Repeat nothing but the line containing "inflorescence and put a dot on each instance?" and the lines that follow it, up to and including the last line of the data below.

▶ [DATA SHOWN]
--------
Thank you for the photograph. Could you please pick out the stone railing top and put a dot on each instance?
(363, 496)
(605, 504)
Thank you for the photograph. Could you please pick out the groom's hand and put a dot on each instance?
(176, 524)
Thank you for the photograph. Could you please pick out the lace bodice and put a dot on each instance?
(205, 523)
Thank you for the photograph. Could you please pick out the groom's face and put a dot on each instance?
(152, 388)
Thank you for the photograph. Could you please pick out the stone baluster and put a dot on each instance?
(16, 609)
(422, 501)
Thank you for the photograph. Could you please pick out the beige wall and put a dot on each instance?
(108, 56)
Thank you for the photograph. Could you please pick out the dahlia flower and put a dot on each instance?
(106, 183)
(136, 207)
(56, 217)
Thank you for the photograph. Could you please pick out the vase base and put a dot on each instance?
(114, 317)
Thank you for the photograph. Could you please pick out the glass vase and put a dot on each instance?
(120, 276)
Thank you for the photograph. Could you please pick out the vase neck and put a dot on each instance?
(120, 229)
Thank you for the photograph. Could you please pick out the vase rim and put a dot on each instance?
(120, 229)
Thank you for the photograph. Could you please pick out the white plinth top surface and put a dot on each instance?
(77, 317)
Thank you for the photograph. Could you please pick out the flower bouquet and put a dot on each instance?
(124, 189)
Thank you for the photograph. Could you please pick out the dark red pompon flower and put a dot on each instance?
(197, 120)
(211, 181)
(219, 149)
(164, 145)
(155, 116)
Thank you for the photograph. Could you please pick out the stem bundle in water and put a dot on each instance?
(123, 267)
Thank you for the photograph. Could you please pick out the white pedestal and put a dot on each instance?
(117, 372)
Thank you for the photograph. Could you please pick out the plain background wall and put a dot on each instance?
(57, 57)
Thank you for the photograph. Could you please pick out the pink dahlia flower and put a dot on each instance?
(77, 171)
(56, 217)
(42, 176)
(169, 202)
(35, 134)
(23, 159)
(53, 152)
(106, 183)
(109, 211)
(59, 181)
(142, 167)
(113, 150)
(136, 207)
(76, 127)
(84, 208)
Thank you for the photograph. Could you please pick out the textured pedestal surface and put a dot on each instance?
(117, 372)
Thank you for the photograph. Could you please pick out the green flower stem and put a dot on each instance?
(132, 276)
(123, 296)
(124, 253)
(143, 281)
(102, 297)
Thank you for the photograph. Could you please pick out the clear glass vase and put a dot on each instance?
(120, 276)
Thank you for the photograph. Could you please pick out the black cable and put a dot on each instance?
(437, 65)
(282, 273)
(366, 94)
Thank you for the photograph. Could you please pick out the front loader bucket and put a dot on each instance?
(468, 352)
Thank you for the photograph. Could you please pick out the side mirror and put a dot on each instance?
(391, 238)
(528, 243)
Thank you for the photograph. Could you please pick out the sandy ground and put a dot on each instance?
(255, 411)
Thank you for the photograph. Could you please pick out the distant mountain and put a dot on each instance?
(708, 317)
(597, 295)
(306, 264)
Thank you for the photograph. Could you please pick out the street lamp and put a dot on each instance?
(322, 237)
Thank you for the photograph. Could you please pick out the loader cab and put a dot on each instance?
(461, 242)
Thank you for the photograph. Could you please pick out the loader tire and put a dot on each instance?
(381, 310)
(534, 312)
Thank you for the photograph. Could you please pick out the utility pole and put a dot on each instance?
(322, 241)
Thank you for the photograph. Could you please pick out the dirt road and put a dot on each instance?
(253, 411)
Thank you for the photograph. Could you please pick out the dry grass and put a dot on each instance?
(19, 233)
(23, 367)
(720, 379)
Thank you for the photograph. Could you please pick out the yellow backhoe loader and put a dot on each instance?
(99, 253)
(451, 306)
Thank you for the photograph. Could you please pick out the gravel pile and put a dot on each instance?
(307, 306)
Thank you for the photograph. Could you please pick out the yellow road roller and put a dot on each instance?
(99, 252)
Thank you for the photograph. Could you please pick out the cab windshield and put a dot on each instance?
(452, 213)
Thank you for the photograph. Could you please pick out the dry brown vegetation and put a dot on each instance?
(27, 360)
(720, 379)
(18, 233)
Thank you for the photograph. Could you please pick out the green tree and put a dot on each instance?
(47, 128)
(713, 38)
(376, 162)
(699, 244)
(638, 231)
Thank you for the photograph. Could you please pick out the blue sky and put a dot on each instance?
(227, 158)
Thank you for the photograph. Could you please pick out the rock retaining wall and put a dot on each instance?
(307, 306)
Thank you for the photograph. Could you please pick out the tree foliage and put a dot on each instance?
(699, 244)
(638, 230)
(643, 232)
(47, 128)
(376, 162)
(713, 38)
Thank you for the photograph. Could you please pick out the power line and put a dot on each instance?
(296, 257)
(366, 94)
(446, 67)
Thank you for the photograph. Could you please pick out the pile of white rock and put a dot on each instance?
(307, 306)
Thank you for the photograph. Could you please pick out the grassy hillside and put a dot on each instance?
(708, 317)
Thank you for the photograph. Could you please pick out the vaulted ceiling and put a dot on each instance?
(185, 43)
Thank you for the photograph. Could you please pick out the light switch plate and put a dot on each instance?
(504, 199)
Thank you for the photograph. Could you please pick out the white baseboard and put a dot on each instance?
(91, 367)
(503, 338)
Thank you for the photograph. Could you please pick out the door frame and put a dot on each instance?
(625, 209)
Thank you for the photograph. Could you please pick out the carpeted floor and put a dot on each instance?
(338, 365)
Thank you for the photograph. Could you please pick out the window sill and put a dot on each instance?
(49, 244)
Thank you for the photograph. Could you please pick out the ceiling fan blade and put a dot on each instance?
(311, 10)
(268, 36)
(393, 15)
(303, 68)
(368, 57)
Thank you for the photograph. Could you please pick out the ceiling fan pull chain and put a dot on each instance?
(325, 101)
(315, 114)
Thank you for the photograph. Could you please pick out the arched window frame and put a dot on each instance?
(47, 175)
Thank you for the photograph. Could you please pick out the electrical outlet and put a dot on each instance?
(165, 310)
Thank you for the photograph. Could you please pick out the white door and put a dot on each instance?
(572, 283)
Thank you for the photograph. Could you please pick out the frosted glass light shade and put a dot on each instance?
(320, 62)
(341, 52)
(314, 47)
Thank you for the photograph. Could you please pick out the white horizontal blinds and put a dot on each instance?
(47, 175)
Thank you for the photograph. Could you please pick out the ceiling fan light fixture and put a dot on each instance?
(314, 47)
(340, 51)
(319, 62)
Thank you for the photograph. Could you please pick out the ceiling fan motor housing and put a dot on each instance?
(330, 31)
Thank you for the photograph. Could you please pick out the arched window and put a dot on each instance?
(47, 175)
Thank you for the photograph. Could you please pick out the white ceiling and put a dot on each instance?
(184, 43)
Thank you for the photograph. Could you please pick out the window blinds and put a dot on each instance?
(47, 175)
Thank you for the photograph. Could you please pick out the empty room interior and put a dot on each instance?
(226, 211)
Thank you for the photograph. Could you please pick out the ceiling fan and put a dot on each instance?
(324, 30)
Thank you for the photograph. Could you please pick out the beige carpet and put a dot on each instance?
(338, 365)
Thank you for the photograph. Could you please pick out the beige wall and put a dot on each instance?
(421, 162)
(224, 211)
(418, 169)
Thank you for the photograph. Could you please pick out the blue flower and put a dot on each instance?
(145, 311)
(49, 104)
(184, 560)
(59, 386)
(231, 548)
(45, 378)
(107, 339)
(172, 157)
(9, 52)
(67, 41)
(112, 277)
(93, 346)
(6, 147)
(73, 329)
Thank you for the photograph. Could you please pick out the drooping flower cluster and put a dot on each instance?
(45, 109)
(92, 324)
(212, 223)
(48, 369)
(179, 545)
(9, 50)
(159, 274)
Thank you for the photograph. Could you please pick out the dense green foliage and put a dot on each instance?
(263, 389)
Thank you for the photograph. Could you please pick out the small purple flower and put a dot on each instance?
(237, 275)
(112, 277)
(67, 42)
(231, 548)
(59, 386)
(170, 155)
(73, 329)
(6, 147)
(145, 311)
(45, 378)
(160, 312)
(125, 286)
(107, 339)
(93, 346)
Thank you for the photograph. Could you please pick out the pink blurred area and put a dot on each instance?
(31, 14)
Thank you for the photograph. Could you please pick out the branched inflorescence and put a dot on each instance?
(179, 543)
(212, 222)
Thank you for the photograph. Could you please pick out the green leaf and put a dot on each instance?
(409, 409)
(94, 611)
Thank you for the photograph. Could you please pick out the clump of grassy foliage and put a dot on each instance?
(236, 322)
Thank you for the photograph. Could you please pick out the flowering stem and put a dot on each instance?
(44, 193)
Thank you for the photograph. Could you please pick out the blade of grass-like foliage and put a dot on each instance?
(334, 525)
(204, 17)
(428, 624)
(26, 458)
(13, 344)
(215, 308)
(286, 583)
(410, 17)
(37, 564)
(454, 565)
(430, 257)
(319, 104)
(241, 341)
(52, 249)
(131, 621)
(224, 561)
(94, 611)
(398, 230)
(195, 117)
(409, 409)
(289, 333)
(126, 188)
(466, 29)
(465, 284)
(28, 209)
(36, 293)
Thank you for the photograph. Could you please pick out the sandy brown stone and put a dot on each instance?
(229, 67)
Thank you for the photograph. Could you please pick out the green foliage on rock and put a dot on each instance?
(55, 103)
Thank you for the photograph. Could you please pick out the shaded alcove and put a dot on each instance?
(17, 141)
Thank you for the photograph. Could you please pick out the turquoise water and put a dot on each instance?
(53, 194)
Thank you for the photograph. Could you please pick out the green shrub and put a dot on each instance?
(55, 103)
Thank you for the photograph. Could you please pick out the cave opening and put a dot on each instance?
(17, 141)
--------
▶ [SOLUTION BELOW]
Thank you for the photograph. Could you please pick out the branched inflorescence and put a dot on each instance?
(179, 543)
(212, 222)
Thank you for the photograph. Could you please pick out the green leaf and put a dot on each instance?
(409, 409)
(94, 611)
Thank you for the photograph. Could you please pick out the clump of grassy foliage and put a dot on each instance?
(236, 322)
Thank you for the photograph. Could you please pick out the flowering stem and put a dot on each instance?
(44, 193)
Thank you for the photograph. Could you please pick out the blade of grass-like foliage and put a dot on each instance?
(334, 525)
(204, 17)
(428, 624)
(26, 458)
(13, 344)
(215, 308)
(286, 583)
(410, 17)
(37, 564)
(454, 565)
(430, 257)
(319, 104)
(241, 341)
(52, 249)
(131, 621)
(224, 561)
(94, 611)
(398, 230)
(195, 117)
(409, 409)
(289, 333)
(126, 188)
(466, 29)
(465, 284)
(28, 209)
(36, 293)
Thank you for the photograph. Could you please pick out the sandy brown stone and put a dot on each instance?
(229, 67)
Thank you for the photograph. Could you please pick out the green foliage on rock and put a dot on each instance?
(55, 103)
Thank you for the photograph. Could you please pick out the shaded alcove and put a dot on each instance?
(17, 141)
Thank you for the photograph. Could you please pick out the turquoise water and put a dot on each instance?
(53, 194)
Thank you for the photograph. Could you please pick out the green shrub and put a dot on each instance?
(55, 103)
Thank you for the photograph. Could you please pick out the cave opening and put a dot on each instance?
(17, 141)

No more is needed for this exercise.